START SOURCE MATERIAL

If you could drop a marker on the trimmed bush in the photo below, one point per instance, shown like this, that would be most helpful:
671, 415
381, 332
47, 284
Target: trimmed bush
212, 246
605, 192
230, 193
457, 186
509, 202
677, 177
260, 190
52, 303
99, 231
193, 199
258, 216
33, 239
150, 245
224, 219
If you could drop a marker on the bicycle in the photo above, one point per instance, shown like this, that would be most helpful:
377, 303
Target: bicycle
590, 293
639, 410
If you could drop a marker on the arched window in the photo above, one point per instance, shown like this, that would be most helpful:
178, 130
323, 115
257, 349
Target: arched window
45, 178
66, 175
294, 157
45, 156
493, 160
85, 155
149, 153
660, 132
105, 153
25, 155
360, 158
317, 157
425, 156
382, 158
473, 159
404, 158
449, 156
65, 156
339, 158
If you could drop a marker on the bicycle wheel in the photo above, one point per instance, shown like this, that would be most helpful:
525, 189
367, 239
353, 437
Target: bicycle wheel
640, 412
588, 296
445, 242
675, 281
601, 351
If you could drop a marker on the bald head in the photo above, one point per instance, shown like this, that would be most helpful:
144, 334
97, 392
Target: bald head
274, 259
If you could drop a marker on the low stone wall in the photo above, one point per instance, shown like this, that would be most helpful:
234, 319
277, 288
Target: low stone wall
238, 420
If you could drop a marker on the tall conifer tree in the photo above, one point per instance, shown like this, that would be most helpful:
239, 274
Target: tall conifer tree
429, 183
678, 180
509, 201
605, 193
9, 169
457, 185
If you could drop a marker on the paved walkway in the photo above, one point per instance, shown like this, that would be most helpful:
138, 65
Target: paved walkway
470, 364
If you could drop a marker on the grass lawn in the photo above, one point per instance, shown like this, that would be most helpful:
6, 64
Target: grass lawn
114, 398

END SOURCE MATERIAL

* _WHAT TO PRODUCE_:
Reproduce the material above precisely, omitting nothing.

* _TASK SOLUTION_:
If you could drop a marker on the trimmed bush in the photo below, one point per instance, shown like this, that would be most helpful:
671, 415
381, 332
47, 284
Target: trimmed bush
212, 246
605, 192
230, 193
457, 186
509, 202
677, 177
260, 190
52, 303
99, 231
193, 199
258, 216
33, 239
150, 245
224, 219
If you could drop a marker on the bicycle in the photo above, one point per instance, shown like this, that would be most helpful:
377, 303
Target: bicycle
590, 293
639, 410
If you could drop a marker on the arched window in the photo above, one point per instance, shown like this, that would be most helpful:
178, 130
323, 115
257, 349
Target: arched window
45, 178
66, 175
294, 157
45, 156
493, 160
85, 155
149, 153
660, 132
105, 153
25, 155
360, 158
317, 157
425, 156
382, 158
473, 159
404, 158
449, 156
65, 156
339, 158
If you could drop a marker on the bicycle wheel in the photo above, one point per instance, shown like this, that would be most helpful:
525, 189
367, 239
353, 437
Target: bicycle wheel
640, 412
588, 296
445, 242
675, 281
601, 351
If you could drop a marker on the bald head in the photo above, one point per instance, shown like this, that would be most helpful:
144, 334
97, 392
Target: bald head
274, 259
If you could drop a marker on the low stone wall in the photo above, one point per instance, shown like this, that would be most helpful:
234, 319
277, 288
Target: low stone wall
238, 420
If you could drop a marker on the tall conifer tree in the photo above, one point per instance, shown like this, that would be most helpful:
239, 274
Target: tall conifer tree
429, 183
678, 180
509, 201
605, 193
9, 169
457, 185
If you could drop a marker on the paved walkway in the photo above, one point per instance, shown like this, that would be most helpful:
138, 65
Target: paved walkway
470, 364
If you could drop a marker on the grass lawn in the photo above, one point per instance, shown like this, that would be most helpful:
6, 64
Target: grass lawn
114, 398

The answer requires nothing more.